Após a morte encefálica, uma equipe da Central de Transplantes faz a entrevista familiar, para saber se os familiares do paciente falecido autorizam a doação. Em caso positivo, inicia-se uma corrida contra o tempo. “A equipe que está assistindo o doador colhe os exames e encaminha para o laboratório. Esse exame vai nos dar um painel, que diz se existe compatibilidade ou não do doador com um paciente na lista de espera. Quando tem compatibilidade, a gente gera um ranking e vê se, na Paraíba, vai conseguir fazer a doação e o transplante”, explica Rafaela Dias.
Quando há um paciente compatível nos hospitais da Paraíba, a cirurgia é realizada. Se não houver, os órgãos podem ser encaminhados para outros estados. A articulação é realizada pelo Sistema Nacional de Transplantes (SNT). “O SNT faz uma nova triagem, gera um novo ranking e disponibiliza para os outros estados. A gente contribui com essa política de doação com o Brasil inteiro”, conta a diretora da Central de Transplantes. Em 2024, já foram disponibilizados dois corações, dois fígados e 22 rins. Os órgãos foram enviados para os estados de Pernambuco, Rio Grande do Norte, Bahia, Ceará, Rio de Janeiro e São Paulo, além do Distrito Federal.
Conscientização
A redução na fila dos transplantes é uma meta contínua da gestão em saúde. Até o começo deste mês, havia 356 pacientes na lista de espera de córnea, 189, de rins, 12, de fígado, e duas pessoas aguardando a doação de um coração. Para Rafaela Dias, o principal caminho para diminuir esse número é a conscientização da população, por meio de campanhas educativas, por exemplo. O objetivo é aumentar a quantidade de cidadãos dispostos a doar. “A pessoa precisa manifestar em vida o desejo de ser um doador de órgãos, declarar isso para os familiares, para que, se algo vier a acontecer com ela, eles tenham a consciência de que isso era um desejo seu”, esclarece Rafaela.

### CONJUNTO DE MATERIAL
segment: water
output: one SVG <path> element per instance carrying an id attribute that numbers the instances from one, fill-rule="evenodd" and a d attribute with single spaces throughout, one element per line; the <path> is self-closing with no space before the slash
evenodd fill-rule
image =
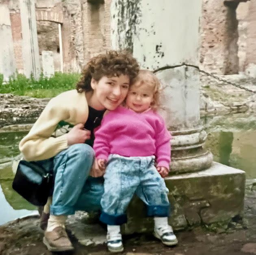
<path id="1" fill-rule="evenodd" d="M 214 160 L 244 170 L 247 179 L 256 178 L 256 116 L 244 114 L 203 118 L 208 133 L 205 147 Z M 18 155 L 19 142 L 26 132 L 0 133 L 0 225 L 36 211 L 11 188 L 11 162 Z"/>
<path id="2" fill-rule="evenodd" d="M 19 142 L 24 132 L 0 133 L 0 225 L 17 218 L 37 213 L 36 208 L 12 188 L 11 162 L 18 155 Z"/>

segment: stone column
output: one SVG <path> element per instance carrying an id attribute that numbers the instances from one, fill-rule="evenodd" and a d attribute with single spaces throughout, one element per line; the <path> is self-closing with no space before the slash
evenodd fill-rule
<path id="1" fill-rule="evenodd" d="M 51 51 L 42 51 L 42 65 L 43 76 L 50 78 L 54 75 L 53 52 Z"/>
<path id="2" fill-rule="evenodd" d="M 114 0 L 111 4 L 113 48 L 128 48 L 163 85 L 160 111 L 173 136 L 171 168 L 179 174 L 165 179 L 171 224 L 180 229 L 242 215 L 244 172 L 212 165 L 212 155 L 203 147 L 206 134 L 200 123 L 199 73 L 183 64 L 198 65 L 201 1 Z M 137 199 L 128 214 L 125 233 L 152 230 L 152 221 Z"/>
<path id="3" fill-rule="evenodd" d="M 39 78 L 40 73 L 35 0 L 20 0 L 24 73 Z"/>
<path id="4" fill-rule="evenodd" d="M 0 73 L 4 80 L 8 81 L 15 73 L 16 65 L 11 28 L 9 9 L 7 5 L 0 4 Z"/>

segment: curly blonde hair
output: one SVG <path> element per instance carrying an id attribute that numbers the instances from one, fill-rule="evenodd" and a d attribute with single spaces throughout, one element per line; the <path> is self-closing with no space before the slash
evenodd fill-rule
<path id="1" fill-rule="evenodd" d="M 93 90 L 91 86 L 92 78 L 98 82 L 104 76 L 129 76 L 130 83 L 137 75 L 139 67 L 131 54 L 126 51 L 110 50 L 91 58 L 82 71 L 82 76 L 76 84 L 78 92 Z"/>
<path id="2" fill-rule="evenodd" d="M 139 86 L 146 84 L 149 88 L 153 90 L 153 102 L 151 106 L 156 110 L 160 106 L 159 95 L 161 90 L 161 83 L 155 74 L 148 70 L 140 70 L 138 75 L 133 79 L 131 86 Z"/>

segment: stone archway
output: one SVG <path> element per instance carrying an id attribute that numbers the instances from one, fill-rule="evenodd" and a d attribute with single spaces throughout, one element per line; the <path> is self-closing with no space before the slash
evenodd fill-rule
<path id="1" fill-rule="evenodd" d="M 53 51 L 53 52 L 51 54 L 53 54 L 53 56 L 55 56 L 55 57 L 52 57 L 54 58 L 54 66 L 58 65 L 57 69 L 59 69 L 61 71 L 63 72 L 63 44 L 62 39 L 62 26 L 63 23 L 63 12 L 57 12 L 54 11 L 37 9 L 36 10 L 36 16 L 37 22 L 48 22 L 48 23 L 53 22 L 58 24 L 58 27 L 56 28 L 56 29 L 57 30 L 56 32 L 59 34 L 59 46 L 54 51 Z M 39 43 L 40 43 L 39 38 Z M 52 50 L 50 50 L 52 51 Z M 59 57 L 58 56 L 59 54 Z M 57 59 L 59 59 L 59 61 L 56 60 L 57 57 Z M 60 65 L 59 65 L 60 63 Z"/>

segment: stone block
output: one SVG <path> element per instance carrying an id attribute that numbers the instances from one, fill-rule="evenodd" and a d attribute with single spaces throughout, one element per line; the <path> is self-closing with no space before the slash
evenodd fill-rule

### SUAS TAREFAS
1. Redigite o trecho do texto sobre transplantes desde "Após a morte" até "explica Rafaela Dias.", inclusive.
2. Liste todas as unidades da federação para as quais, segundo o texto sobre transplantes, foram enviados órgãos em 2024.
3. Dê continuidade ao texto sobre doação de órgãos a partir da última frase apresentada.

### RESULTADOS EM ORDEM
1.
Após a morte encefálica, uma equipe da Central de Transplantes faz a entrevista familiar, para saber se os familiares do paciente falecido autorizam a doação. Em caso positivo, inicia-se uma corrida contra o tempo. “A equipe que está assistindo o doador colhe os exames e encaminha para o laboratório. Esse exame vai nos dar um painel, que diz se existe compatibilidade ou não do doador com um paciente na lista de espera. Quando tem compatibilidade, a gente gera um ranking e vê se, na Paraíba, vai conseguir fazer a doação e o transplante”, explica Rafaela Dias.

2. Pernambuco, Rio Grande do Norte, Bahia, Ceará, Rio de Janeiro, São Paulo e Distrito Federal.

3.
A conversa com a família, portanto, é outro passo fundamental. A diretora da Central de Transplantes da Paraíba ressalva que a negativa familiar é alta, girando em torno de 70%. A resistência, contudo, tem diminuído. “Nós atribuímos essa redução à qualificação da equipe, que estamos treinando e capacitando, a fim de que façam, cada vez mais, uma entrevista familiar humanizada e acolhedora. Também trabalhamos muito com a capacitação dos profissionais das redes hospitalares, para que eles nos ajudem a acolher melhor as famílias e dar todas as informações sobre esse assunto”, declara Rafaela.
Paciente começou a adoecer na gravidez
A técnica em enfermagem Adriana do Nascimento é o exemplo da importância de um sistema público de saúde que garanta a vida. Ainda em 2017, quando estava grávida de seu filho, João Miguel, ela começou a ter sintomas de colangite esclerosante primária, doença imune que atinge o fígado. Os sinais, como pele e olhos amarelados e cansaço físico, voltaram em 2020, mas a doença só foi diagnosticada um ano depois, junto com a descoberta de que precisaria de um transplante de fígado. Até que, em 2022, a profissional de saúde, natural de Cajazeiras e moradora de Santa Rita, deu entrada no Hospital de Emergência e Trauma de João Pessoa, com um quadro grave.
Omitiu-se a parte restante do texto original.